Excerpts of labeled region data

** Begin **

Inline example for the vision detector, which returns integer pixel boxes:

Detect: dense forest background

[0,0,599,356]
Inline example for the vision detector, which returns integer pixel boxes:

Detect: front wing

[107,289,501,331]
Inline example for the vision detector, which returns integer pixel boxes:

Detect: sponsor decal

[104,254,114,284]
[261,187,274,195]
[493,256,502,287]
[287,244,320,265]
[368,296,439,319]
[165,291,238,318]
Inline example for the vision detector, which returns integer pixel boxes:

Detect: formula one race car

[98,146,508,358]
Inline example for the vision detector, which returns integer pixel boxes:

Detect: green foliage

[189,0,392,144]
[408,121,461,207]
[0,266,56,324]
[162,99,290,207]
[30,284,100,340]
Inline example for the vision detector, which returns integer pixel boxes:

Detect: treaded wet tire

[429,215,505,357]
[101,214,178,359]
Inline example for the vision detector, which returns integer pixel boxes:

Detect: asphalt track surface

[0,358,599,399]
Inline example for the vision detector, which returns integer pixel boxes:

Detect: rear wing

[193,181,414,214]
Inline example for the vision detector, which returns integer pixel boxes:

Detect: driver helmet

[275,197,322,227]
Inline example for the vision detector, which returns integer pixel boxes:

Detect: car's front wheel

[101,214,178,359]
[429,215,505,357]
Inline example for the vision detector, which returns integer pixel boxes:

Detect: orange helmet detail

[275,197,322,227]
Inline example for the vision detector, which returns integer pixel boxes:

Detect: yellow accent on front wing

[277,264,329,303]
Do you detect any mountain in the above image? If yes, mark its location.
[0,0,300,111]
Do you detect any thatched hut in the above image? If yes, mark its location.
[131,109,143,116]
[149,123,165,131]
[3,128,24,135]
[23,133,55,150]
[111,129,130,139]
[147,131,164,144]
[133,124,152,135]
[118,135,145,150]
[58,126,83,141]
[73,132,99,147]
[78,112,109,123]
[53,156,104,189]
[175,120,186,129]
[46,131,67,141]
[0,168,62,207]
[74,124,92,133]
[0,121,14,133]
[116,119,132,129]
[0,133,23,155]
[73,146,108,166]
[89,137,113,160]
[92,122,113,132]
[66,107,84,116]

** End **

EXERCISE. Update every entry above by changing each "vision detector" to "object detector", and keep everything else as it is.

REPLY.
Inline example for the object detector, which returns integer pixel boxes:

Detect: dense forest background

[0,0,599,356]
Inline example for the object detector, which returns integer pixel boxes:

Detect: front wing

[107,289,501,331]
Inline example for the object detector, which returns integer pixel boxes:

Detect: sponsor decal

[104,254,114,284]
[261,187,274,195]
[493,256,502,287]
[287,244,320,265]
[368,296,439,319]
[165,291,238,318]
Inline example for the object detector, which returns integer pixel boxes:

Detect: formula one race car

[98,146,508,358]
Inline example for the object detector, which returns integer pixel boxes:

Detect: green foliage

[189,0,392,144]
[408,121,461,207]
[0,266,56,324]
[162,99,290,207]
[30,284,100,340]
Inline example for the object detector, which returns integer pixel boxes:

Detect: treaded wet tire

[429,215,505,357]
[101,214,178,359]
Inline example for the object detector, which returns integer pixel boxes:

Detect: asphalt track surface

[0,358,599,399]
Inline example for the object detector, which returns integer pixel boxes:

Detect: rear wing

[193,181,414,214]
Inline example for the object detector, which returns integer pixel boxes:

Detect: driver helmet

[275,197,322,227]
Inline example for the object detector, which returns integer pixel boxes:

Detect: car's front wheel

[101,214,178,359]
[429,215,505,357]
Inline example for the object detector, which returns integer pixel boxes:

Detect: orange helmet detail

[275,197,322,227]
Inline example for the object detector, which returns integer pixel boxes:

Detect: yellow accent on front wing

[277,264,329,303]
Do you detect any mountain in the above image? If yes, mark its location.
[0,0,300,111]
Do you detect any thatched hut in the above image? If yes, mark its location.
[131,109,143,116]
[149,123,165,131]
[3,128,24,135]
[23,133,55,150]
[111,129,130,139]
[147,131,164,144]
[133,124,152,135]
[118,135,145,150]
[58,126,83,141]
[73,132,99,147]
[78,112,109,123]
[53,156,104,189]
[175,120,186,129]
[46,131,67,141]
[0,168,62,207]
[74,124,92,133]
[0,121,14,133]
[116,119,132,129]
[0,133,23,155]
[73,146,108,166]
[89,137,113,160]
[92,122,113,132]
[66,107,84,116]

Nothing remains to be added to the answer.